— PROVIDED TEXT —

==============================

Non-GAAP Adjusted EBITDA financial results for the three and Nine Months ended March 31, 2023 and 2021:

 

Three months ended

March 31, 2023

 

March 31, 2022

Revenue

$      657,235

 

$      1,268,447

Gross Profit

(115,003)

 

252,604

General and Administrative Expenses

(667,185)

 

1,204,807

Loss from Operations

(782,188)

 

(952,203)

Other Income (Expense)

(698,198)

 

(125,136)

Net Loss

(1,480,386)

 

(1,077,339)

Interest, Taxes, Depreciation, Stock Compensation and Amortization


838,246

 


114,660

Non-GAAP Adjusted EBITDA

$  (642,140)

 

$  (962,679)

 

Non-GAAP Adjusted EBITDA was $976,820 and a net loss of $962,679 for the three months ended March 31, 2023 and 2022, respectively.

 

ITEM 3. QUANTITATIVE AND QUALITATIVE DISCLOSURES ABOUT MARKET RISK

 

The information under this Item is not required to be provided by smaller reporting companies.

 

ITEM 4. CONTROLS AND PROCEDURES

 

Disclosure Controls and Procedures

 

Under the supervision and with the participation of our management, including the Chief Executive Officer (our principal executive officer) and Chief Financial Officer (our principal financial and accounting officer), we have evaluated the effectiveness of the design and operation of our disclosure controls and procedures, as such term is defined in Exchange Act Rules 13a-15(e) and 15d-15(e), as of the end of the period covered by this Report.

 

-36-

 

Evaluation of Disclosure Controls and Procedures 

 

We conducted an evaluation of the effectiveness of the design and operation of our disclosure controls and procedures ("Disclosure Controls") as of the end of the period covered by this Report. The Disclosure Controls evaluation was conducted under the supervision and with the participation of management, including our Chief Executive Officer (our principal executive officer) and our Chief Financial Officer (our principal financial and accounting officer). Disclosure Controls are controls and procedures designed to reasonably assure that information required to be disclosed in our reports filed under the Exchange Act, such as this Report, is recorded, processed, summarized and reported within the time periods specified in the SEC's rules and forms. Disclosure Controls are also designed to provide reasonable assurance that such information is accumulated and communicated to our management, including our Chief Executive Officer and our Chief Financial Officer, as appropriate to allow timely decisions regarding required disclosure. Based on this evaluation our Chief Executive Officer and Chief Financial Officer have concluded that, because of a material weakness in our internal control over financial reporting that existed at June 30, 2022 and had not been remediated by the end of the period covered by this Report, our disclosure controls and procedures were not effective as of the end of the period covered by this Report. This material weakness in the Company's internal control over financial reporting and the Company's remediation efforts are described below.

 

The material weakness relates to the fact that our management is relying on external consultants for purposes of preparing its financial reporting package; however, the officers may not be able to identify errors and irregularities in the financial reporting package before its release as a continuous disclosure document. As a result of the deficiencies, we have discovered it is reasonably possible that internal controls over financial reporting may not have prevented or detected errors from occurring that could have been material, either individually or in the aggregate.

==============================

— MATERIAL —

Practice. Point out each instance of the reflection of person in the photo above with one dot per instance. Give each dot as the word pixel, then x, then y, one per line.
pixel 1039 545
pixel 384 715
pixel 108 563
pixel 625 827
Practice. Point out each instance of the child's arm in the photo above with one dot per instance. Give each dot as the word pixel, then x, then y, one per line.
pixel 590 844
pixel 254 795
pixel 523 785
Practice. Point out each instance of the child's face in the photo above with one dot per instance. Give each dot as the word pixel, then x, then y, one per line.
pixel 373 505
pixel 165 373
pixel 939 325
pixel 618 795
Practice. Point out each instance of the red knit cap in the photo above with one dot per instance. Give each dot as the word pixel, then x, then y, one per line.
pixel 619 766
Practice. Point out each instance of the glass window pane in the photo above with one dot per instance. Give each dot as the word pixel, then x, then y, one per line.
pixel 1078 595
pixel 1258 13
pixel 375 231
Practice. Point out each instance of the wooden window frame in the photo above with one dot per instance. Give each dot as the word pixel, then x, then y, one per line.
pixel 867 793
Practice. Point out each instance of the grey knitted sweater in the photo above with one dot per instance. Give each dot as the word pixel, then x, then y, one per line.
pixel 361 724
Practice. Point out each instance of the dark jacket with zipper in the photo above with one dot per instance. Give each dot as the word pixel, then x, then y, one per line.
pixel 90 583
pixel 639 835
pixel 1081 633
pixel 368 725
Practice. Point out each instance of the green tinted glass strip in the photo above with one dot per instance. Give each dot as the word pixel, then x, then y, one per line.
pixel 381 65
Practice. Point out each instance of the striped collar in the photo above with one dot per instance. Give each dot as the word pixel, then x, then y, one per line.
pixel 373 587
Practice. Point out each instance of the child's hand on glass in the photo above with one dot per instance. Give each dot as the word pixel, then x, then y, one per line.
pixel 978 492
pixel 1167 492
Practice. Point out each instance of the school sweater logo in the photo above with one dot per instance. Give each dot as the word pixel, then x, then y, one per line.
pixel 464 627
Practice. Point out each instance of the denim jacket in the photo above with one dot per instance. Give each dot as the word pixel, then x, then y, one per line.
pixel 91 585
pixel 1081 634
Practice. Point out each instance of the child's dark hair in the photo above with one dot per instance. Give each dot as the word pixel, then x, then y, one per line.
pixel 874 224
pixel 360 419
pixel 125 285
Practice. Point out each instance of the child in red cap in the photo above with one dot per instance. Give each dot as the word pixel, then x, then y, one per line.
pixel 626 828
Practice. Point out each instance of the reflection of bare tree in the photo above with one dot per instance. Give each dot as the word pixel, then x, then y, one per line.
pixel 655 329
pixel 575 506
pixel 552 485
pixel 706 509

==============================

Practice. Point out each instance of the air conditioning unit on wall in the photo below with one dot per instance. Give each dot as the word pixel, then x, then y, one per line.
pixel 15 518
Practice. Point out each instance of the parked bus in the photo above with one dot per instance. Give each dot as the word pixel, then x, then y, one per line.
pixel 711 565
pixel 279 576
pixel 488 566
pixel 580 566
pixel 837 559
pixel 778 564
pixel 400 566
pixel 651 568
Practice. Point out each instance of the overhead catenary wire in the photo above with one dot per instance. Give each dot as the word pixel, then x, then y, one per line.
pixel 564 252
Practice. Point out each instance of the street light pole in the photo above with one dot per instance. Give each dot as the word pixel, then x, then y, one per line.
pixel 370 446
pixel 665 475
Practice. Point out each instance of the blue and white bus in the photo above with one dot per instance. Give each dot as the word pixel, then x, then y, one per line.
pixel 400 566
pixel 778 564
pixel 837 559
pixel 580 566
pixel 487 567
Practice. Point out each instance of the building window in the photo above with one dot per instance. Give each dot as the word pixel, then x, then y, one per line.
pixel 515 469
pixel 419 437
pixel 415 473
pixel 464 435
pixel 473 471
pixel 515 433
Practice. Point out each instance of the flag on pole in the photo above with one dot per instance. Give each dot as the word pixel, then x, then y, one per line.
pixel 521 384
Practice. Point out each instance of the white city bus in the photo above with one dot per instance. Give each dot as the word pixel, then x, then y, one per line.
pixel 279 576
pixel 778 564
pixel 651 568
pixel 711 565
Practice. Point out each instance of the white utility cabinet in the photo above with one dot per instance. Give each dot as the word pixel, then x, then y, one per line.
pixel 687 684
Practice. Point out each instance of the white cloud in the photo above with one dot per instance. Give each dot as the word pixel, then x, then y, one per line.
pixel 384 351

==============================

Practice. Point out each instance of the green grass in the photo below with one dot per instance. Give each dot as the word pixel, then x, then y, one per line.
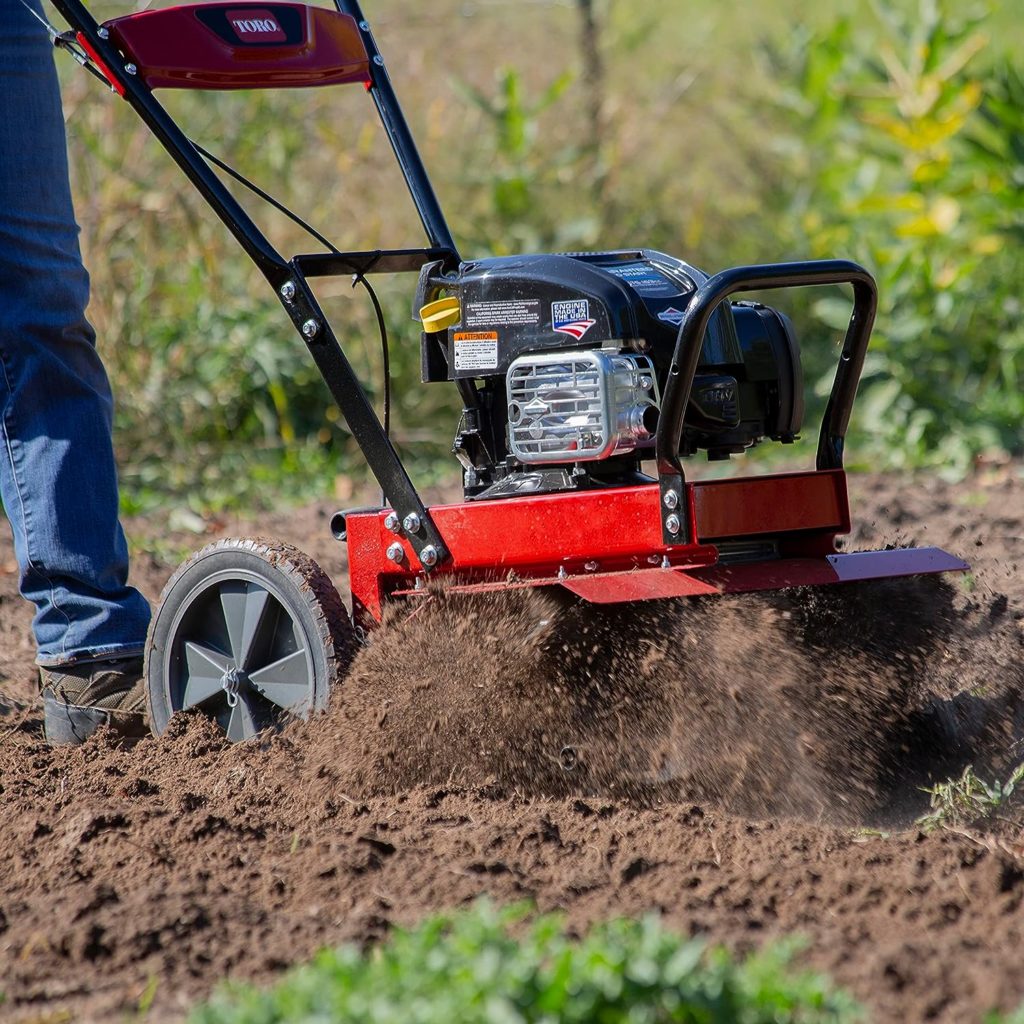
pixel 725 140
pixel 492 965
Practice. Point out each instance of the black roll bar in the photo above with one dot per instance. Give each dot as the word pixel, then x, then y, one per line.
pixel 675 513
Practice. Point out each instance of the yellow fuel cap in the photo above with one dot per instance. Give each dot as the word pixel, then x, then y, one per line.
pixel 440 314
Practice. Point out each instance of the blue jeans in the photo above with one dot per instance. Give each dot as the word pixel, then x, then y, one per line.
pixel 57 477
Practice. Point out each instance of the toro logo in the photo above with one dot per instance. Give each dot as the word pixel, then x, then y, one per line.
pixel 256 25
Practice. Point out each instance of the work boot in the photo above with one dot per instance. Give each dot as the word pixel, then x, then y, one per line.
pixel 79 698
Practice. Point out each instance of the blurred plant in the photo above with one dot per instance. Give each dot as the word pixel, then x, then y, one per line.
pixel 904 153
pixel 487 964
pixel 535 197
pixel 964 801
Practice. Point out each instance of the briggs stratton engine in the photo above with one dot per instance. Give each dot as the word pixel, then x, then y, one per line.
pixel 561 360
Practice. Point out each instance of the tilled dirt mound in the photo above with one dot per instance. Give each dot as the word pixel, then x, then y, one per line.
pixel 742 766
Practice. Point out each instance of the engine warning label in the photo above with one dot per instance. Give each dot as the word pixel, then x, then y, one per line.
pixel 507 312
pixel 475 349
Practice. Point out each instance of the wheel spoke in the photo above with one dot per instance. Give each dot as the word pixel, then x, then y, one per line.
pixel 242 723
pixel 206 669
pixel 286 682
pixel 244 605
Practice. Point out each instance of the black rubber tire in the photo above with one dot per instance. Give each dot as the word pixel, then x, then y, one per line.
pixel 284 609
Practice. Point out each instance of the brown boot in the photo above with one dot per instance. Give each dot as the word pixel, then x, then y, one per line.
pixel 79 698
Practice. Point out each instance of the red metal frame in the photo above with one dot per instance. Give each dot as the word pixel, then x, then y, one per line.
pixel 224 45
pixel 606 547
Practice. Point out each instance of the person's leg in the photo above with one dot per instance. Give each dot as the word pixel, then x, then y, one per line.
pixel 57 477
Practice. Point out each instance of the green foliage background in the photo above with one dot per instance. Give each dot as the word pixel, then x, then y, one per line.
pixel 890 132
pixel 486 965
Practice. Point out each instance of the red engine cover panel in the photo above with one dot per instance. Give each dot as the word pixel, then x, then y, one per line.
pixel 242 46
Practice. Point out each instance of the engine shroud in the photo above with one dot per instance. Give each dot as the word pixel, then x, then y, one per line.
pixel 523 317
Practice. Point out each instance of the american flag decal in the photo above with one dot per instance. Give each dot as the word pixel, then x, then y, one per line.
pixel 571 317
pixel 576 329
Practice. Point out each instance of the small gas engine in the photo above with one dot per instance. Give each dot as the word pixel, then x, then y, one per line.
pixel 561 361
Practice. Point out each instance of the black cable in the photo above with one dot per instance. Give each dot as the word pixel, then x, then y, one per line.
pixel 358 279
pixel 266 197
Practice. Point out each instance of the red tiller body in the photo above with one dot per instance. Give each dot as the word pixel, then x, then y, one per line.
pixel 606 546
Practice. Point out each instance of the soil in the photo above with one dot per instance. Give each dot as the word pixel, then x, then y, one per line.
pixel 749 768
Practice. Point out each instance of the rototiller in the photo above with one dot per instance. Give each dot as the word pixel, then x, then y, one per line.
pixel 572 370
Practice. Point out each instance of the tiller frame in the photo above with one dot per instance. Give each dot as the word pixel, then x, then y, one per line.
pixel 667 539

==============================

— REQUIREMENT 1 —
Reproduce the passage of the financial report excerpt from "The material weakness" to "in the aggregate.".
— REQUIREMENT 2 —
List every row label in the table of the financial report excerpt.
— REQUIREMENT 3 —
Resume the financial report excerpt after its final sentence.

— EXERCISE OUTPUT 1 —
The material weakness relates to the fact that our management is relying on external consultants for purposes of preparing its financial reporting package; however, the officers may not be able to identify errors and irregularities in the financial reporting package before its release as a continuous disclosure document. As a result of the deficiencies, we have discovered it is reasonably possible that internal controls over financial reporting may not have prevented or detected errors from occurring that could have been material, either individually or in the aggregate.

— EXERCISE OUTPUT 2 —
Revenue
Gross Profit
General and Administrative Expenses
Loss from Operations
Other Income (Expense)
Net Loss
Interest, Taxes, Depreciation, Stock Compensation and Amortization
Non-GAAP Adjusted EBITDA

— EXERCISE OUTPUT 3 —
 

Remediation Measures

 

Management decreased outsourcing its bookkeeping beginning July 1, 2021.  We continue to outsource the preparation of the Company's tax returns and tax provisions.

 

Changes in Internal Control over Financial Reporting

 

There have been no changes in our internal control over financial reporting (as defined in Rules 13a-15(f) and 15d-15(f) under the Exchange Act) that occurred during the period covered by this Report that have materially affected, or are reasonably likely to materially affect, our internal control over financial reporting.

 

PART II - OTHER INFORMATION

 

ITEM 1. LEGAL PROCEEDINGS

 

From time to time, we may be subject to various legal proceedings and claims that arise in the ordinary course of business litigation, regardless of the outcome could have a material adverse impact on us because of the defense and settlement costs, diversion of management resources and other factors. We are not currently subject to any legal proceedings that we believe will have a material impact on our business at this time.

 

-37-

 

ITEM 1A. RISK FACTORS

 

Investing in our common stock involves a high degree of risk. You should consider carefully the following risks, together with the risks specified in Item 1A of Part I of our Annual Report for the year ended June 30, 2022 and all the other information in this Report, including our condensed consolidated financial statements and notes thereto. If any of the following risks materializes, our operating results, financial condition and liquidity could be materially adversely affected. As a result, the trading price of our common stock could decline, and you could lose part or all of your investment. The following information updates should be read in conjunction with the information disclosed in Part 1, Item 1A, "Risk Factors," contained in our Annual Report for the year ended June 30, 2022. Except as disclosed below, there have been no material changes from the risk factors and uncertainties disclosed in our Annual Report for the year ended June 30, 2022.

 

We have a history of net losses, and have incurred losses for the Nine Months ended March 31, 2023 and 2021 and there can be no assurance that we will generate net income

 

For the Nine Months ended March 31, 2023 and 2022 we had a net loss of $5,960,453 and $3,878,517, respectively. For the year ended June 30, 2022, we had a net loss of $3,878,517. For the year ended June 30, 2021, we had a net loss of $24,424,336. There can be no assurance that our losses will not continue in the future, even if our revenues and expenditures for the products and solutions we sell and distribute increase. In addition, as of March 31, 2023, we had stockholders' deficit of approximately $6,000,000 and cash used in operations of approximately $2,300,000. As of June 30, 2022, we had stockholders' deficit of approximately $2,200,000 and cash used in operations of approximately $1,400,000. These factors raise substantial doubt regarding our ability to continue as a going concern.

 

Our historical operating results indicate substantial doubt exists related to our ability to operate as a going concern.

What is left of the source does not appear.